(Given records Opens)
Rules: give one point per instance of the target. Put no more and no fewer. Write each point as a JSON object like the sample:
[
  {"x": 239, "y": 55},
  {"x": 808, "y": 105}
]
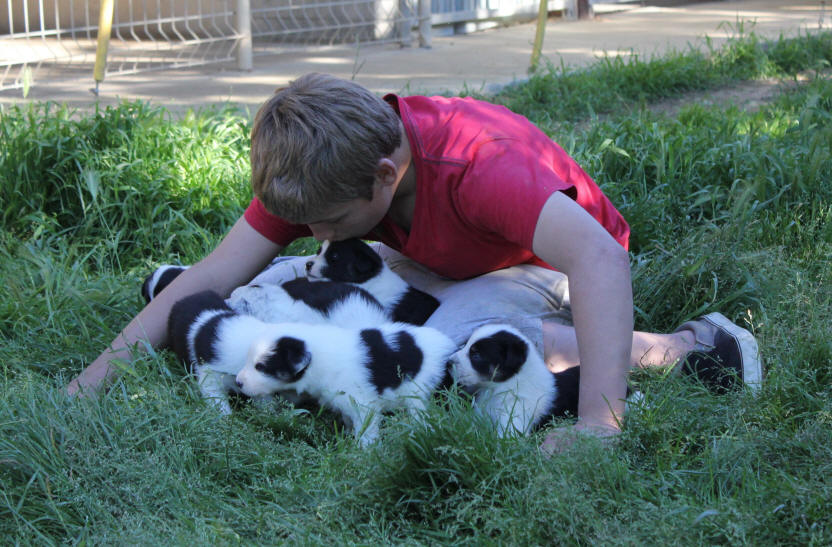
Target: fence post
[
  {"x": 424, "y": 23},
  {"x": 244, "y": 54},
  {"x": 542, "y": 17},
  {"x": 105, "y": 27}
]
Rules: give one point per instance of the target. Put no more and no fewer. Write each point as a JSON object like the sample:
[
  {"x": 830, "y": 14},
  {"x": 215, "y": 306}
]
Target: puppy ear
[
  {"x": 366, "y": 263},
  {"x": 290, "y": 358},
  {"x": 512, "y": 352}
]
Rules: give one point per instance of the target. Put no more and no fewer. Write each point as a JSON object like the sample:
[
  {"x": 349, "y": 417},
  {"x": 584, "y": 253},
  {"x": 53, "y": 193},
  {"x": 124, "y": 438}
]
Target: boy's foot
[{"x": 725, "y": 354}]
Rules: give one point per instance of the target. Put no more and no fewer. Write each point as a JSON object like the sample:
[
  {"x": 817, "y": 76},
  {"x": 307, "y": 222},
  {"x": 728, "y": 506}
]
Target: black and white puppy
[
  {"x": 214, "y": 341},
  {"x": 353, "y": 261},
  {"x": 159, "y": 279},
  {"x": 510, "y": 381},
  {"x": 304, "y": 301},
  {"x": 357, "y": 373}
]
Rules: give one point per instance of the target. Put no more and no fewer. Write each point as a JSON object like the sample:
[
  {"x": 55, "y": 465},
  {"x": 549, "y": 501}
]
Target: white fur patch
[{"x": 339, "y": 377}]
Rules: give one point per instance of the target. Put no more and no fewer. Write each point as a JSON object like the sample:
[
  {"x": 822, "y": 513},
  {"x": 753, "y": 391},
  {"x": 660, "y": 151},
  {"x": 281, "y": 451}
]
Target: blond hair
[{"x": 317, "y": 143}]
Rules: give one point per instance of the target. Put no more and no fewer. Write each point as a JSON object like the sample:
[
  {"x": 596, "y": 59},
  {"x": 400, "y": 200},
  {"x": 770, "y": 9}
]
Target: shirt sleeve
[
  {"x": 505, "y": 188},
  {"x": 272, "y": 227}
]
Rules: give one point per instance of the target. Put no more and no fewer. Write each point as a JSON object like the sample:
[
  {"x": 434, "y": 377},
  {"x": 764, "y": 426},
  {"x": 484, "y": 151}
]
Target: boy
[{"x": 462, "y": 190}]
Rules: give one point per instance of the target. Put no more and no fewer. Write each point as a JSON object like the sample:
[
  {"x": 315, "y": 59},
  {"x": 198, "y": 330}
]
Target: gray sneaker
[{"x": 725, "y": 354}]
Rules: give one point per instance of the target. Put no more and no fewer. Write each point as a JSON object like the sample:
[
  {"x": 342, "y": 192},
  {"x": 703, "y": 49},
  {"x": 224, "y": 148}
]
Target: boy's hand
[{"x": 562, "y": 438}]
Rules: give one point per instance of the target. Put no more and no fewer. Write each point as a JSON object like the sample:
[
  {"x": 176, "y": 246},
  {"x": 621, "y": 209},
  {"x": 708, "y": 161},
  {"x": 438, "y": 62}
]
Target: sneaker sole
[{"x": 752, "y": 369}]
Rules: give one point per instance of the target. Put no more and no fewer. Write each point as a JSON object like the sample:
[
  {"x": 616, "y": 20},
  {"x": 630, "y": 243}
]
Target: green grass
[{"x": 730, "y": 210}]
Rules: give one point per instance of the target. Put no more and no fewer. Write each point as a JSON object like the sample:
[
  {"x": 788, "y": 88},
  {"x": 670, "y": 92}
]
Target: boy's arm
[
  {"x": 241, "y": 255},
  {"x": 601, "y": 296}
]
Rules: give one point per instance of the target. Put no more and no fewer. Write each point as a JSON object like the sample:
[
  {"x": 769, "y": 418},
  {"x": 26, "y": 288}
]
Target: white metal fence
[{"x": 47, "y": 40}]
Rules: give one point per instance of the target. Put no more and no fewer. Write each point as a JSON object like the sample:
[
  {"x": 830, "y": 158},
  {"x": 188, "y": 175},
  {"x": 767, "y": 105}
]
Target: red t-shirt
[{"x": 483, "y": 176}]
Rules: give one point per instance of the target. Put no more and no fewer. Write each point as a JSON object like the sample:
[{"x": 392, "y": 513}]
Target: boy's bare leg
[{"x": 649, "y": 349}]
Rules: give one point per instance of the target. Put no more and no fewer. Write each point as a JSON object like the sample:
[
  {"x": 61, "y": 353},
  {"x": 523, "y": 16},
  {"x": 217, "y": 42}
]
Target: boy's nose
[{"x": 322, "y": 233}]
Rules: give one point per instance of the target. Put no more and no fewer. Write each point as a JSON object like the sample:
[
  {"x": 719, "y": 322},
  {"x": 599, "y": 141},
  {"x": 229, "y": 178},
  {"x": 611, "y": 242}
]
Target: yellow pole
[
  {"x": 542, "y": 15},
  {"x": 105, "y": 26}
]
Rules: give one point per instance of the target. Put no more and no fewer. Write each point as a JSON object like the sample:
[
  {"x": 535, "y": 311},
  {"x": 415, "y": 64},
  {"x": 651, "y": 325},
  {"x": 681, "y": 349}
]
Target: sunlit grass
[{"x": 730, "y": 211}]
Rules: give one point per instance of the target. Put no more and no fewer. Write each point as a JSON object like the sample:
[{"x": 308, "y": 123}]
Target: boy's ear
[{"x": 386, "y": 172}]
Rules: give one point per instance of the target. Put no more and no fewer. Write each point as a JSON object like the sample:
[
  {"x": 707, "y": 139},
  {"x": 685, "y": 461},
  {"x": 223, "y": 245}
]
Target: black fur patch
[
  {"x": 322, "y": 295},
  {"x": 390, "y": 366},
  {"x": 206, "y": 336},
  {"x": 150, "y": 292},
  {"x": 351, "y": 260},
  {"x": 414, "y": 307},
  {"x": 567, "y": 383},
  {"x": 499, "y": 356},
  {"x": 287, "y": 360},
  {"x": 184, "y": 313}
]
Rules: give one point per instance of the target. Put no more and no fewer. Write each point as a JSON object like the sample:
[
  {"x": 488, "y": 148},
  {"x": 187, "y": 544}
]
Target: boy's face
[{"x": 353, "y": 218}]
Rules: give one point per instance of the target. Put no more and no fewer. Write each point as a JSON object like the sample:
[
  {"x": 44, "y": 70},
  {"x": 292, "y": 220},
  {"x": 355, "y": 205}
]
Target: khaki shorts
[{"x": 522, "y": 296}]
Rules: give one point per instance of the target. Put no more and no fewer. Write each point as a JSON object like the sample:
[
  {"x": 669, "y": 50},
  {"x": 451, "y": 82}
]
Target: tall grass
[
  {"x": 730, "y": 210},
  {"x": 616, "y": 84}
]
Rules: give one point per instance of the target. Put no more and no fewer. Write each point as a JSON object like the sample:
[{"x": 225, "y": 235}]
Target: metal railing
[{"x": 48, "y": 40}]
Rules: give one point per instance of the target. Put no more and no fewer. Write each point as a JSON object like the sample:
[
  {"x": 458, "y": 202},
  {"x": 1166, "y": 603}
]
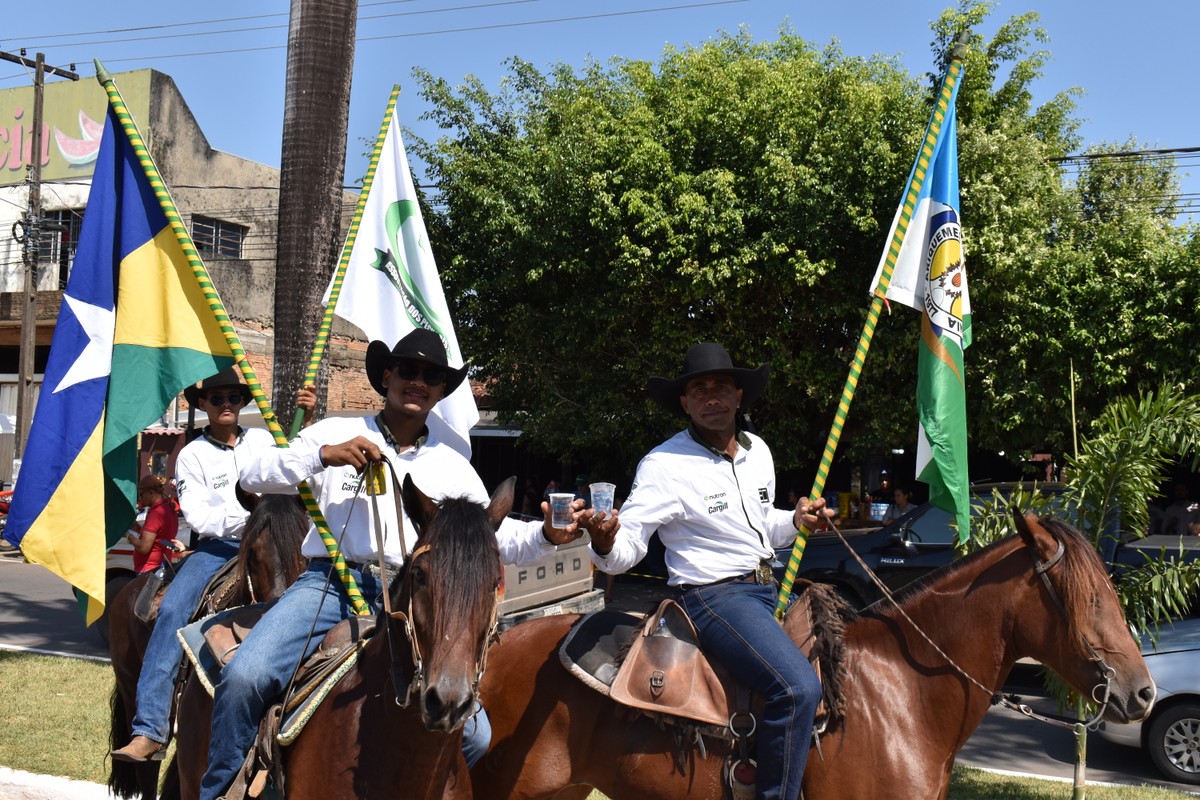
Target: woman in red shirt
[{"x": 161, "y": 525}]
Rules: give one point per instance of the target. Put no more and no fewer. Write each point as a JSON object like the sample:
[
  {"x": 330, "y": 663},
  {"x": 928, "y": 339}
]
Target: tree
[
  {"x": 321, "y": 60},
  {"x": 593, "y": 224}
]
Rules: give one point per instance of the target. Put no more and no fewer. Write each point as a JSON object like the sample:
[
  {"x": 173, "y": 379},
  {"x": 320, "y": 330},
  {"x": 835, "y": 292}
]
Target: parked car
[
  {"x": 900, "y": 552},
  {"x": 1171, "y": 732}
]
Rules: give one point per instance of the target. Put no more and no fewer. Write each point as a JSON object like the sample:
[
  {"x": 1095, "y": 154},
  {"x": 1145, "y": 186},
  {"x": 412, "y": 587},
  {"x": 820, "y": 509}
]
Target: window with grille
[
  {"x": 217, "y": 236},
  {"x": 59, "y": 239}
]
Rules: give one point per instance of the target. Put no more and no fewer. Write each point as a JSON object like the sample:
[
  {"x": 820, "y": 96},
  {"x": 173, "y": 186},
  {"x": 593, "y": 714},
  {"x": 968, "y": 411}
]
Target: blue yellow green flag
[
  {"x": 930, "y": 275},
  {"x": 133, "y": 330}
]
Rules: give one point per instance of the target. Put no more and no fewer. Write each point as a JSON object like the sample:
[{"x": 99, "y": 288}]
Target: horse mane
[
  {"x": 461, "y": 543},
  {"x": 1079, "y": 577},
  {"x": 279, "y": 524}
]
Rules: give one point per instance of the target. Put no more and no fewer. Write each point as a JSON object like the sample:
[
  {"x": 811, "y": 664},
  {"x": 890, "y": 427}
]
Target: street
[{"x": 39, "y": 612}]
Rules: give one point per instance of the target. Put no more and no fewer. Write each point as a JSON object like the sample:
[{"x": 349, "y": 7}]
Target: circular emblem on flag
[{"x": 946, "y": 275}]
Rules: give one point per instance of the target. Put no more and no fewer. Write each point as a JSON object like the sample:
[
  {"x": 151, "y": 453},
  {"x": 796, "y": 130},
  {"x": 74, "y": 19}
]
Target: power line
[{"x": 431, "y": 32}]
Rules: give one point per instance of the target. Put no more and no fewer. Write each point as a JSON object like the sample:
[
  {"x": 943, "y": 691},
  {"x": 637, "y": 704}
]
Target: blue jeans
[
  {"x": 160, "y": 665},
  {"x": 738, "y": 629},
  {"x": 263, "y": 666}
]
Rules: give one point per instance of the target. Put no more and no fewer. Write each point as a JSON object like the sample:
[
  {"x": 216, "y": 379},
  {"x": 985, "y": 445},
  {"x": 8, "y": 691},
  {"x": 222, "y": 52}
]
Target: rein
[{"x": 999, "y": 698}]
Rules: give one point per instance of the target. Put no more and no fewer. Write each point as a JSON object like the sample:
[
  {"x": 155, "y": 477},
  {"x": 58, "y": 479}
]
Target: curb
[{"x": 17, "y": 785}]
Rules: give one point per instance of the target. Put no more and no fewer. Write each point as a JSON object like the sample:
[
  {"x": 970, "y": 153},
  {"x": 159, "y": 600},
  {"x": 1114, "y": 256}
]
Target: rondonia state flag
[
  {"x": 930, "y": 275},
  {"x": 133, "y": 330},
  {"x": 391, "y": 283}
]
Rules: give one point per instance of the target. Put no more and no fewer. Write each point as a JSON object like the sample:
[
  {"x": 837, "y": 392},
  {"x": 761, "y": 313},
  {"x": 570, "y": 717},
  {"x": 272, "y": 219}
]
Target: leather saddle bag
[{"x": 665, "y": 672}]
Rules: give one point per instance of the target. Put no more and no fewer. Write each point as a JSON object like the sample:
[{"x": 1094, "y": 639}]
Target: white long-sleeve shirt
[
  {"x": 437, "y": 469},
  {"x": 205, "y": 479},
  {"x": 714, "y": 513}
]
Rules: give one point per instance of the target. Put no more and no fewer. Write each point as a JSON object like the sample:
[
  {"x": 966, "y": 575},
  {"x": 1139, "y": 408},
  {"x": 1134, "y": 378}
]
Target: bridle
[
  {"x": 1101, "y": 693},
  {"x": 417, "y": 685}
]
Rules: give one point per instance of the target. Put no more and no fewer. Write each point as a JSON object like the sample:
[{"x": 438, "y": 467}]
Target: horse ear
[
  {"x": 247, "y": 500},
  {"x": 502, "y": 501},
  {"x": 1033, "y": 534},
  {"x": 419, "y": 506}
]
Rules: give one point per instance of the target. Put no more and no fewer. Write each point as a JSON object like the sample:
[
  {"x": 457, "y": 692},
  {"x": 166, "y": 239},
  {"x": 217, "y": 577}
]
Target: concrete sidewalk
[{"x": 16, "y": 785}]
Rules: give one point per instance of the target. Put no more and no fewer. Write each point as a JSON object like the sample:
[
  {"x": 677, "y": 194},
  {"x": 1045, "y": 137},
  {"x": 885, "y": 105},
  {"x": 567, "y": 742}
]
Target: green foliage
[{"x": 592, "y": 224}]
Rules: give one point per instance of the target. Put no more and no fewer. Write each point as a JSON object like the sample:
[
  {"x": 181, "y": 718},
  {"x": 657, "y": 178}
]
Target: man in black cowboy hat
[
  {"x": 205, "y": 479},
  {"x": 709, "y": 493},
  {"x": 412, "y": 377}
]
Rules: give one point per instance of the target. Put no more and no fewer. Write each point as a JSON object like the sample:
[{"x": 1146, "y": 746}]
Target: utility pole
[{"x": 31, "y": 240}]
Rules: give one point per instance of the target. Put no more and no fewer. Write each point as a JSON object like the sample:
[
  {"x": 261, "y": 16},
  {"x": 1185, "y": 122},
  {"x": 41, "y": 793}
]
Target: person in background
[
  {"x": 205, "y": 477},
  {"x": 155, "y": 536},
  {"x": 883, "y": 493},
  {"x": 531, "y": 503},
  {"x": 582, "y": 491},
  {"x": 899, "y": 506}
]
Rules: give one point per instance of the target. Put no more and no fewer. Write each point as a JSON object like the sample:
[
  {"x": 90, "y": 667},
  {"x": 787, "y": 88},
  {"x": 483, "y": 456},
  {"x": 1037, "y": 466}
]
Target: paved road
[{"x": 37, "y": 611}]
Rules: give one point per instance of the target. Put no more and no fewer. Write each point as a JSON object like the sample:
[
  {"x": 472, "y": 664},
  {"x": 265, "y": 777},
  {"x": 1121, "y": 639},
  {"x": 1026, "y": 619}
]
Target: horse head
(Given records Closes)
Return the lines above, from the one containing "Target: green foliage" to the end, exactly as they stand.

Exercise solution:
Target: green foliage
[{"x": 592, "y": 224}]
Rules: give one point per instance of the target. Put no more and no fewer. Write each point as a JSON object like the sample:
[
  {"x": 181, "y": 718},
  {"x": 657, "y": 178}
]
Target: man in black cowboy hat
[
  {"x": 205, "y": 479},
  {"x": 709, "y": 493},
  {"x": 412, "y": 377}
]
Rules: give one point per instance of the target. Put no more and no fewer. Write each point as a JSON object like the sample:
[{"x": 1146, "y": 746}]
Target: utility pole
[{"x": 31, "y": 240}]
Rules: give one point per instance of the target. Put no more and no fewer. Write each point as a JSON object like the sample:
[
  {"x": 261, "y": 16},
  {"x": 1185, "y": 122},
  {"x": 41, "y": 793}
]
Target: person in background
[
  {"x": 205, "y": 477},
  {"x": 155, "y": 536},
  {"x": 883, "y": 493},
  {"x": 531, "y": 503},
  {"x": 582, "y": 491},
  {"x": 899, "y": 506}
]
Rules: give one point per instance of the target. Put no more and no fewer. Write each point as a JSON object like the sample:
[
  {"x": 90, "y": 667},
  {"x": 787, "y": 88},
  {"x": 483, "y": 456},
  {"x": 1037, "y": 466}
]
Target: paved road
[{"x": 37, "y": 611}]
Rules: give one point per instance of the target. Put no more and no fewer. Write each point as a JSON object like the sample:
[
  {"x": 472, "y": 664},
  {"x": 265, "y": 777},
  {"x": 1121, "y": 639},
  {"x": 1026, "y": 619}
]
Target: horse head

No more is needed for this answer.